## Exercise requirements
Rewrite the listing below in full, substituting "in this picture" for every "in this photo" and changing nothing else. Leave the pictures out of your answer.

::: Material for this task

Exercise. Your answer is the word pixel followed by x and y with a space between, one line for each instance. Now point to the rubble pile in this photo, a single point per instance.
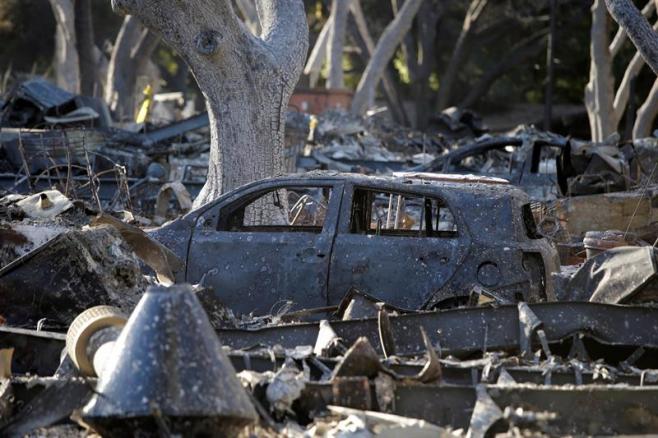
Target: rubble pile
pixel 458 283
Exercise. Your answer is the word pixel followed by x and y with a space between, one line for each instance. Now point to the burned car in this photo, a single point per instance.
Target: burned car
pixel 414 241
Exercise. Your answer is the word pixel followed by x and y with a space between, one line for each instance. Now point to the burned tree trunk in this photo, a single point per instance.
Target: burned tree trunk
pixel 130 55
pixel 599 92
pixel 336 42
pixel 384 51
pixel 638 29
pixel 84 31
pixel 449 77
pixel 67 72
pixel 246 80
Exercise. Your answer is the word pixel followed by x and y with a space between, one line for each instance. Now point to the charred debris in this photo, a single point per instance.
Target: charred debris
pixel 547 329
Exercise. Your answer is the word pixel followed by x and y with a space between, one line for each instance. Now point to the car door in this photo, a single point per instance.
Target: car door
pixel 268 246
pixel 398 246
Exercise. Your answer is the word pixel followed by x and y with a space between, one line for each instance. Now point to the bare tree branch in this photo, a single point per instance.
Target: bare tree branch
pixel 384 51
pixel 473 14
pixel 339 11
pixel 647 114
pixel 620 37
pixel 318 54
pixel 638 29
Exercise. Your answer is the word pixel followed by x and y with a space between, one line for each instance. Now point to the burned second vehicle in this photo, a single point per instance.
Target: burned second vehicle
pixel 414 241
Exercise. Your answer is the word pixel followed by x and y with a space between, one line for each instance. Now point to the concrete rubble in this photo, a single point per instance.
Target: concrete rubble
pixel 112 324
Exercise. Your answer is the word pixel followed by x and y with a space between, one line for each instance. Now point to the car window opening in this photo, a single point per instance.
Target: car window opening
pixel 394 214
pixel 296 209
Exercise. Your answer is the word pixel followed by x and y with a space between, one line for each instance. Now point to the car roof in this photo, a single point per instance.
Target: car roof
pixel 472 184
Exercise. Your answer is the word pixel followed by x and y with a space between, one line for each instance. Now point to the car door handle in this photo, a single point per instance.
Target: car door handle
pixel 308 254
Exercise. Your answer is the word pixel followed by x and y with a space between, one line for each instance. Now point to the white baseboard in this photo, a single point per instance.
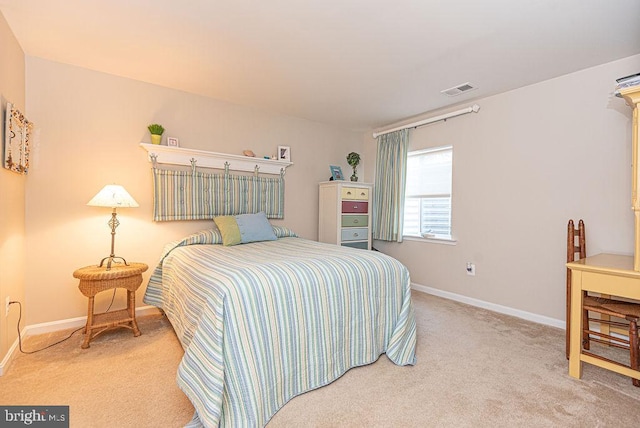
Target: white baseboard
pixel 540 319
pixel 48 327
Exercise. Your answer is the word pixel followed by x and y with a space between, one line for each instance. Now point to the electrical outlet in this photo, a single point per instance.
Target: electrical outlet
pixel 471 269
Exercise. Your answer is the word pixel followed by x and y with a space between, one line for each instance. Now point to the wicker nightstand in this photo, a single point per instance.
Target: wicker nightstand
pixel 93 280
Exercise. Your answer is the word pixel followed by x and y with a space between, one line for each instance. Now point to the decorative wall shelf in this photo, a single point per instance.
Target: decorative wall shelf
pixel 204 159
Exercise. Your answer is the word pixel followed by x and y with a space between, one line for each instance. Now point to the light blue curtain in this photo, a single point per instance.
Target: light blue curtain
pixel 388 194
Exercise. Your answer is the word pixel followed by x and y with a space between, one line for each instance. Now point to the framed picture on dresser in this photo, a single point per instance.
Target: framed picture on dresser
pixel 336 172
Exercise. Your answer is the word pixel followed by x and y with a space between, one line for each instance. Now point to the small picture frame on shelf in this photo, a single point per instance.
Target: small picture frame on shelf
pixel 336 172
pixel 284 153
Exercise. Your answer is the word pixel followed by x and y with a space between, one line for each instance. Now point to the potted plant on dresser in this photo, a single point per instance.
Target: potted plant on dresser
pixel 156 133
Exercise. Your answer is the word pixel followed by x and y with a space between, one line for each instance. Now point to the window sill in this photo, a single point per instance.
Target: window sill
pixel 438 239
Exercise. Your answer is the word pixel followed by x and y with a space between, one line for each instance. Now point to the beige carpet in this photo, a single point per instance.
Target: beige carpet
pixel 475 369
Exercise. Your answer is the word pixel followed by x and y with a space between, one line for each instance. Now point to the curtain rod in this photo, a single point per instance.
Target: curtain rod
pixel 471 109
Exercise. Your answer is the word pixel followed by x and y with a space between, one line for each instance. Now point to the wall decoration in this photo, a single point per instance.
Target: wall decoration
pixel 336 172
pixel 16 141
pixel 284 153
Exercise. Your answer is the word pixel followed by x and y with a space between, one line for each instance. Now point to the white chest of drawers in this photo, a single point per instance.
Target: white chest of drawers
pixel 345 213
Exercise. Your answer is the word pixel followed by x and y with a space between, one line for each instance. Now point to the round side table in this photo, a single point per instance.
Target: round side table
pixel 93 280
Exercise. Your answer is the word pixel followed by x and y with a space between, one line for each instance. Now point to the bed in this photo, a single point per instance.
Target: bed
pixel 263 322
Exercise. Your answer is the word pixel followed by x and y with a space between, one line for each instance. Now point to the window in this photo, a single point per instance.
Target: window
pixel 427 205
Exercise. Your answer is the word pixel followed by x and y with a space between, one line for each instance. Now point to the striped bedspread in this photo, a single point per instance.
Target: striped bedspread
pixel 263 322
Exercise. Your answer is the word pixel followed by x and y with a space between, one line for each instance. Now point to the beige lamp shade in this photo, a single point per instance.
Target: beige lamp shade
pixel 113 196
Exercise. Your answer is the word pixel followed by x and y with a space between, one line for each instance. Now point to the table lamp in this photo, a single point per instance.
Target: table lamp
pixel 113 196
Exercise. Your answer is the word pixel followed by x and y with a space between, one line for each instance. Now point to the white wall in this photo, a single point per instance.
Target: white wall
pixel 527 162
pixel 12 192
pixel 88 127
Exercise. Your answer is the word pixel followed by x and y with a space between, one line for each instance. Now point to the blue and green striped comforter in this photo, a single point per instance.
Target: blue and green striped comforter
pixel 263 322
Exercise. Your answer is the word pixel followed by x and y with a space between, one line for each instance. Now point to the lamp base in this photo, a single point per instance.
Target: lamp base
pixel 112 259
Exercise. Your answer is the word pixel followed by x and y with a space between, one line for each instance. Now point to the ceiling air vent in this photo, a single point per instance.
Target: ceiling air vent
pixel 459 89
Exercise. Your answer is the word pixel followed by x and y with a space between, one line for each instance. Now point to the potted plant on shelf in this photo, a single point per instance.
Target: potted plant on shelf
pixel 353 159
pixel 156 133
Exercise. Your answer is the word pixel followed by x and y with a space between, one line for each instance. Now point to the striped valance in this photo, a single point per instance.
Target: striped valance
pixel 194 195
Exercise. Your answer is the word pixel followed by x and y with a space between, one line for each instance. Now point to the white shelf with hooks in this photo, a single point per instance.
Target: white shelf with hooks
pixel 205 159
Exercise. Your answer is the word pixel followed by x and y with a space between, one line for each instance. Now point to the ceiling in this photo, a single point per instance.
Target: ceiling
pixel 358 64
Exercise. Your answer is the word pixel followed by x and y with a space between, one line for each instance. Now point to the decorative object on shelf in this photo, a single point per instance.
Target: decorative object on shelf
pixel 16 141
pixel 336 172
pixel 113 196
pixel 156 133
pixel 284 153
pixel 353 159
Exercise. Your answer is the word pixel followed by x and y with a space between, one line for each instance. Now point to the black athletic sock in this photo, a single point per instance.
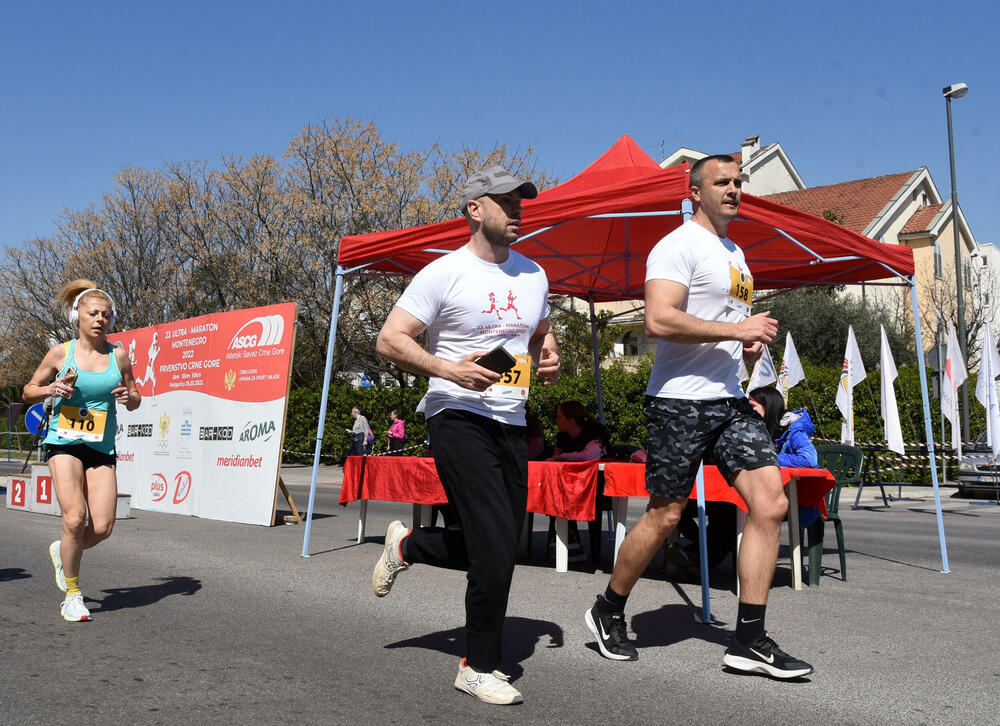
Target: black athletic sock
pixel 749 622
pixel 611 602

::::::

## The reply
Exercise. Your answer is the word pixel followed by x and y with a space between, one line for each instance. Now point to the rubble pile in this picture, a single point per instance.
Target: rubble pile
pixel 458 283
Exercise. Your answer is the word pixel followed by x and y with a space between, one line for each instance. Now point to the burned car in this picture, a single point per instance.
Target: burned car
pixel 414 241
Exercise. Your answer is the word pixel followed by x and y with a space between, one line for each instance. Now point to the burned tree trunk in this picture, a single point per instance.
Target: burned tree trunk
pixel 130 55
pixel 599 92
pixel 336 42
pixel 384 51
pixel 638 29
pixel 84 31
pixel 449 77
pixel 67 72
pixel 246 80
Exercise. Your answer is the word pixel followed by x and y with a space between, one line for each instance. Now point to the charred debris in this picture, a single point per instance.
Target: charred debris
pixel 547 329
Exercise. Your answer is the word pixel followed by x and y with a space between, one line for each instance. Now point to the car door in this picture, a single point per instance.
Target: car door
pixel 268 246
pixel 398 246
Exercise. Your answer is the word pixel followed by x and y with a space between, one line for each instance. Now point to the bare tree branch in this picture, a single point per instance.
Target: bare tree branch
pixel 384 51
pixel 473 14
pixel 339 11
pixel 647 114
pixel 620 37
pixel 318 54
pixel 638 29
Exercise. Your answer is the word pixel followed by x and y with a space between, one line for each instance. Now point to the burned second vehicle in this picture, a single point per instance.
Target: burned second vehicle
pixel 414 241
Exercise. Your answer is the word pixel followed by x and y with a space between, one line for each instance. Now point to the concrete rubble in this picture, a single point per instance.
Target: concrete rubble
pixel 112 324
Exercise. Your answer is the word pixel followed by x and y with a space between, one line for each instance. Now point to the car window opening in this picture, a single point per instance.
Target: car window opening
pixel 394 214
pixel 296 209
Exercise. Your answer is the word pixel followed by x and y with a space between, one line for each instance. Now point to the car roof in this picture, a single point per instance.
Target: car roof
pixel 472 184
Exercise. Your answer is the word pixel followed by x and y with a space between, one line for each instance. Now point to the car door handle in this picture, a single point per instance.
Target: car door handle
pixel 308 254
Exercise. Your answer is the word pixel followed by x and y with a space between, one line for each instance. Now point to the white baseboard in this picture, a single point per instance.
Target: white baseboard
pixel 540 319
pixel 48 327
Exercise. Your answer is the word pixel followed by x and y with a space between, one line for each instance. Now point to the electrical outlet in this picture, a single point per instance.
Target: electrical outlet
pixel 471 269
Exercise. Your answer is the word pixel followed by x and y with a space between, one line for each instance. Now point to the wicker nightstand in this picture, a single point per instance.
Target: wicker nightstand
pixel 93 280
Exercise. Your answer is the word pixel followed by x and y with a space between, one line for each instance. Now point to the decorative wall shelf in this picture, a single point per instance.
Target: decorative wall shelf
pixel 204 159
Exercise. Your answer is the word pixel followed by x and y with a space between, one line for each instance. Now point to the light blue curtain in this picture, a single point per instance.
Target: light blue curtain
pixel 388 194
Exercise. Your answer is the word pixel followed by x and y with a space between, one line for each instance. Now point to the framed picture on dresser in this picture, a single point per instance.
Target: framed picture on dresser
pixel 336 172
Exercise. Your answer is the word pixel followed by x and y with a space between, one line for each instance. Now point to the small picture frame on shelf in this picture, a single point per instance.
Target: small picture frame on shelf
pixel 336 172
pixel 284 153
Exercise. Your answer is the word pixel followed by x and y with a space between, one line for each instance. Now point to the potted plant on dresser in this picture, a single point per instance.
Target: potted plant on dresser
pixel 156 133
Exercise. Your answer is the word pixel followed by x and y with a space between, one line for each instance. Now point to the window sill in this picture, a single point per instance.
Target: window sill
pixel 438 239
Exercise. Your answer is the word pixel followed by x and y with a space between, one line for each instance. Now point to the beige carpet in this picture, a single point per instance.
Target: beige carpet
pixel 475 369
Exercise. Your answer is the word pixel followed by x and y with a space between, one line for each instance. Now point to the curtain rod in this picture, a single point per instance.
Target: curtain rod
pixel 471 109
Exercise. Your answer is the word pixel followed by x and y with a space between, one line for each instance. Now point to the wall decoration in this picture, a single point per instance.
Target: wall decoration
pixel 336 172
pixel 16 141
pixel 284 153
Exercise. Your answer is the word pixel followed by x and y with a space between, one line for each instance. Now point to the white chest of drawers in this picture, a single point per instance.
Target: white chest of drawers
pixel 345 213
Exercise. Your answer is the word pixel followed by x and y with a space between, one line for each instance. Now point to the round side table in this picture, a single point per instance.
Target: round side table
pixel 93 280
Exercise. Your answer is the word pixel followed by x and y with a space between, one line for each instance. Now point to the bed in this picture, a single point per instance.
Target: bed
pixel 263 322
Exercise. Your answer is the word pixel followed by x and y with a space between, one line for each instance. Now point to the window in this picture, a single point per instance.
Target: window
pixel 427 205
Exercise. Your answer is the word pixel followed by x and y with a space between, one line for each instance. Now point to the striped bedspread in this picture, a single point per instance.
Target: striped bedspread
pixel 263 322
Exercise. Your answer is the word pixel followed by x and y with a space between, one line for each instance. Now point to the beige lamp shade in this picture, a single point per instance.
Target: beige lamp shade
pixel 113 196
Exercise. Your answer is the word pixel followed by x and y with a space between, one line for each instance. Now point to the table lamp in this picture, a single point per instance.
Target: table lamp
pixel 113 196
Exercise. Your answer is the word pixel followed by x and y with a space between, one line for each instance. Now point to the white wall in this picture, a single point per instance.
Target: white wall
pixel 527 162
pixel 12 192
pixel 88 127
Exercise. Your answer is the word pixel followed by x and y with a space between, one line for each instance. Now point to the blue and green striped comforter in this picture, a single point per instance.
Target: blue and green striped comforter
pixel 263 322
Exercise. Your answer is the word pixel followed by x and y with a space between, one line for each instance. Now point to the lamp base in this picture, a single point per instance.
Target: lamp base
pixel 112 259
Exercise. Your answer is the word pixel followed by x and y with a space between, one line for each instance. Now point to the ceiling air vent in this picture, a single point per instance.
Target: ceiling air vent
pixel 459 89
Exercise. Your answer is the word pixel followed by x and y with a space between, one line for each instance. Now point to the potted plant on shelf in this picture, a single point per instance.
Target: potted plant on shelf
pixel 353 159
pixel 156 133
Exercise. Your answer is the word pixel followed by x and y with a space between, one line for each instance. Now point to the striped valance in this picture, a single point per instance.
Target: striped valance
pixel 194 195
Exercise. Your answer is the word pixel followed by x and y with a space between, one line for each instance. Now point to the white shelf with hooks in this picture, a single point per instance.
Target: white shelf with hooks
pixel 205 159
Exercise. Your answer is the word pixel followed by x and y with a space between, one line for each instance. Now point to the ceiling in this picture, a single point per instance.
Target: ceiling
pixel 358 64
Exercise. Your answer is the word pixel followed by x and y with a space between, one line for each instance. Now point to the decorative object on shelf in this picture, a single point per instance.
Target: decorative object on shelf
pixel 16 141
pixel 336 172
pixel 113 196
pixel 156 133
pixel 284 153
pixel 353 159
Exercise. Your answer is the word pixel followed by x and y with a space between, one line for each instance. Now point to the black athletic sock in this picture, a single point per instance.
Target: black athletic sock
pixel 749 622
pixel 611 602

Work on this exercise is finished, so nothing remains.